**Task statement**
Starting from the line containing "Target: shallow water pool", write out the rest of the entries exactly, through the final line, including nothing else.

**Dataset**

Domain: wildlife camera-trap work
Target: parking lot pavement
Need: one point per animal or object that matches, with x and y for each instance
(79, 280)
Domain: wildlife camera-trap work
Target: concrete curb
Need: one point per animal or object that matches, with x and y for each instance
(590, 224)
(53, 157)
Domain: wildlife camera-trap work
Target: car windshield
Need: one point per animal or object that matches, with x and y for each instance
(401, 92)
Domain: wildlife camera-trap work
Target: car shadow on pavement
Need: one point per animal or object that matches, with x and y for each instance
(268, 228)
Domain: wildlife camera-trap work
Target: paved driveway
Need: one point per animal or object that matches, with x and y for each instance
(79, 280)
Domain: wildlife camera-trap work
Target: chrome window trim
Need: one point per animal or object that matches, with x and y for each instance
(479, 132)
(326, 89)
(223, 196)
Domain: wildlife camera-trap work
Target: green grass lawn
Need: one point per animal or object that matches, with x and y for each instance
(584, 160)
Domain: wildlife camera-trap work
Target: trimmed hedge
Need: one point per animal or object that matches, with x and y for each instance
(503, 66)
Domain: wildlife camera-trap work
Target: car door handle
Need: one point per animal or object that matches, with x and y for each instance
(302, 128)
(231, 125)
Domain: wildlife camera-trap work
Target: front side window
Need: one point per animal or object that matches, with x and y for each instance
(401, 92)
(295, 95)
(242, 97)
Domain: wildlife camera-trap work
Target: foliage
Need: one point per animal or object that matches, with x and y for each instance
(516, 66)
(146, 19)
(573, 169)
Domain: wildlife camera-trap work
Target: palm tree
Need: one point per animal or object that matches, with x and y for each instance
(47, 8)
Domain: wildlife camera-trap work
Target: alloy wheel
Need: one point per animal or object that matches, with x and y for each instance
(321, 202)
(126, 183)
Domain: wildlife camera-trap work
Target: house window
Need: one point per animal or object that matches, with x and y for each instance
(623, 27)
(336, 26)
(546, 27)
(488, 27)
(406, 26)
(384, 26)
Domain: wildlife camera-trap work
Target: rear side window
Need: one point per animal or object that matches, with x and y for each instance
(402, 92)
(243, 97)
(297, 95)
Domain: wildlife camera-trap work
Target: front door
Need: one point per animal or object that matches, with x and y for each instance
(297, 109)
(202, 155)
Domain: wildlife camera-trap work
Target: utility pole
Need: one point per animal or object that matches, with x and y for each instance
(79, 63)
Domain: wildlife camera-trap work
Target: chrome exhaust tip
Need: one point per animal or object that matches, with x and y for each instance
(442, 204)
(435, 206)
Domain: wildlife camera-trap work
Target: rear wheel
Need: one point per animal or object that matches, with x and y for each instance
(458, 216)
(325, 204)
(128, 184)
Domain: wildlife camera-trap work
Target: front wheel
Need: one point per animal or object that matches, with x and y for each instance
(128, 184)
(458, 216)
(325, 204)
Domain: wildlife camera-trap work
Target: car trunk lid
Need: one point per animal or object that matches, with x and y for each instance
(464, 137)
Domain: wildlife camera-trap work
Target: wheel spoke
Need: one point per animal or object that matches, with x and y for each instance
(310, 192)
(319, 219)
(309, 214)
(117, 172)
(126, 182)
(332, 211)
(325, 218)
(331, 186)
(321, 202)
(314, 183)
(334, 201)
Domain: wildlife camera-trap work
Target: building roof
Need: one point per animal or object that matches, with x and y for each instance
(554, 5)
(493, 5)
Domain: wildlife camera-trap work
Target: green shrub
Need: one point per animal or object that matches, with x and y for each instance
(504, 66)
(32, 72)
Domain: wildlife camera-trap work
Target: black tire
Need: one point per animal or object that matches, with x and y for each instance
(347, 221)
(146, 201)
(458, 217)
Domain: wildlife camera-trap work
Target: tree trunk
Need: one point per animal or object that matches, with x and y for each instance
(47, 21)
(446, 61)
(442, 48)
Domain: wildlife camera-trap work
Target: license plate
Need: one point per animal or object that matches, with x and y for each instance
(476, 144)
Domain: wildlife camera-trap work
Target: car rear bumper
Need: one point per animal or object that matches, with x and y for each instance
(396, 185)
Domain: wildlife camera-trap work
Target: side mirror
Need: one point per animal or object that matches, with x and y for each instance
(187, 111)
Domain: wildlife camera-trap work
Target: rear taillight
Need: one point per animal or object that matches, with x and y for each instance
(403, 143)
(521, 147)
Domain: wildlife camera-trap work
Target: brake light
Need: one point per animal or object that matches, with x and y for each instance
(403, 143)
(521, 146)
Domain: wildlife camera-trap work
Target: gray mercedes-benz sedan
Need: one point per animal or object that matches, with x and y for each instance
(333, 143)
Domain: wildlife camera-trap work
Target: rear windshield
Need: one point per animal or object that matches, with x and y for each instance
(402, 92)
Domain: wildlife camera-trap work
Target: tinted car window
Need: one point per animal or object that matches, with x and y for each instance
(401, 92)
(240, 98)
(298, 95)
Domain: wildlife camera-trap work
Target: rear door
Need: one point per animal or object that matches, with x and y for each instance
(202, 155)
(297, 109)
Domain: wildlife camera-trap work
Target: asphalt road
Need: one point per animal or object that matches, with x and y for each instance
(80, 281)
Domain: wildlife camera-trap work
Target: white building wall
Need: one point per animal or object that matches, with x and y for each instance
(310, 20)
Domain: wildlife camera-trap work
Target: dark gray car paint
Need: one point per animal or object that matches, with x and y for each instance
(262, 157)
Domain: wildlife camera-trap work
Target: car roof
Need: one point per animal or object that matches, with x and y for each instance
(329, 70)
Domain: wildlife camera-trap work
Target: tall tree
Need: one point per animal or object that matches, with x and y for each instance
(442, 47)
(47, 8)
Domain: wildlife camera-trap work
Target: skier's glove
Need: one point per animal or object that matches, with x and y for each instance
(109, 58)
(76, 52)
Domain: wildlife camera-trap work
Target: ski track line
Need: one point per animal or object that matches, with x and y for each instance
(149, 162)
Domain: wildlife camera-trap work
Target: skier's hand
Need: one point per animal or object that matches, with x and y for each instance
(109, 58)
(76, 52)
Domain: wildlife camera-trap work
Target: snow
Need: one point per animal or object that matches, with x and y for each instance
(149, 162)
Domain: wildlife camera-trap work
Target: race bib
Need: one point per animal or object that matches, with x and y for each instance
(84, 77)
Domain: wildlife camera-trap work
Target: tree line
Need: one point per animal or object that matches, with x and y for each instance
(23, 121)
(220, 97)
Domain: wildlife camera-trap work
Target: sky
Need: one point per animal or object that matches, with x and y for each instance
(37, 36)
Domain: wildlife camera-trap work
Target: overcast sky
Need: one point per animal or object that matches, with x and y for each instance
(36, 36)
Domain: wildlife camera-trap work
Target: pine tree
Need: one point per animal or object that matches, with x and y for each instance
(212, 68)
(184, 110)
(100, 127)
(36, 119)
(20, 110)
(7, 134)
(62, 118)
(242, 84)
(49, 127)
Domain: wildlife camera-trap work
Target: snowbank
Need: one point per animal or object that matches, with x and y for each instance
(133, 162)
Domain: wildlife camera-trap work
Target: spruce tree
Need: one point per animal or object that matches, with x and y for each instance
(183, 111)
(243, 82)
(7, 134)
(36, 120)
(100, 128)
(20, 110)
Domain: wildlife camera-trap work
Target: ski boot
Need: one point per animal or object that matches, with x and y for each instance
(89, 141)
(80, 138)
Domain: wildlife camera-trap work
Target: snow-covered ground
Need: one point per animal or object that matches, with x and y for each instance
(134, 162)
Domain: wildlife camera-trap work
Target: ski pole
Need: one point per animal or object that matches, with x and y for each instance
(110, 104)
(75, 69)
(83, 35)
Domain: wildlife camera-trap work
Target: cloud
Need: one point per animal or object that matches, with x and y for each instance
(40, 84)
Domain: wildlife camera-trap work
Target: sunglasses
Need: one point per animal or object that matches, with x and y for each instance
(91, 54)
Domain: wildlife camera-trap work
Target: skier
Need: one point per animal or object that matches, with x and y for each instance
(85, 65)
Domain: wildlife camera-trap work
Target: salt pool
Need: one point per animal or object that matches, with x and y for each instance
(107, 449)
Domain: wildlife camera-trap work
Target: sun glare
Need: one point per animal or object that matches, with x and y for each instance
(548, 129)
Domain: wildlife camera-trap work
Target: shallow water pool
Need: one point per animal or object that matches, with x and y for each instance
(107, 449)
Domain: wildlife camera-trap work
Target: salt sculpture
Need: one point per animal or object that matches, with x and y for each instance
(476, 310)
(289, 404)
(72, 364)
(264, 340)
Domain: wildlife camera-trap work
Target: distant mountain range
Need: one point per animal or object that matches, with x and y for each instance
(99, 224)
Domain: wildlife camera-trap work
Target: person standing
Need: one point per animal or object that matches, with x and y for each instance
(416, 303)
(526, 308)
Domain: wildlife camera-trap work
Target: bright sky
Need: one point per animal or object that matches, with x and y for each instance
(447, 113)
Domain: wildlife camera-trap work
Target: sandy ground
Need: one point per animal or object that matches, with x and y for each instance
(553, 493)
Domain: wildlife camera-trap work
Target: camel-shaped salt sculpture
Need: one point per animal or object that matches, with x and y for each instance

**Worked solution**
Target: shallow water pool
Need: one point per animal or object that matches, with x and y for each instance
(107, 449)
Domain: wildlife camera-trap work
Target: salt sculpture
Need: one point per animal or object that matches, with x and y for each instance
(476, 310)
(289, 404)
(72, 364)
(264, 340)
Domain: wildlife camera-trap work
Target: distant mountain range
Need: one point per animal or object that matches, with x and y for each instance
(99, 224)
Domain: wildlife camera-trap work
Target: person standing
Need: one point per animal or object that matches, with x and y for each instance
(416, 303)
(526, 308)
Domain: wildlife camera-trap work
Target: bright sky
Need: one point per animal or object that matches, with x and y for each instance
(447, 113)
Domain: wildlife camera-trap work
Target: sandy ground
Need: one point per animal or object that matches, with x and y for each instance
(553, 493)
Domain: wildlife camera-trap work
Target: camel-shaped salt sculpture
Need: one point per animal or object that matches, with x and y for each instance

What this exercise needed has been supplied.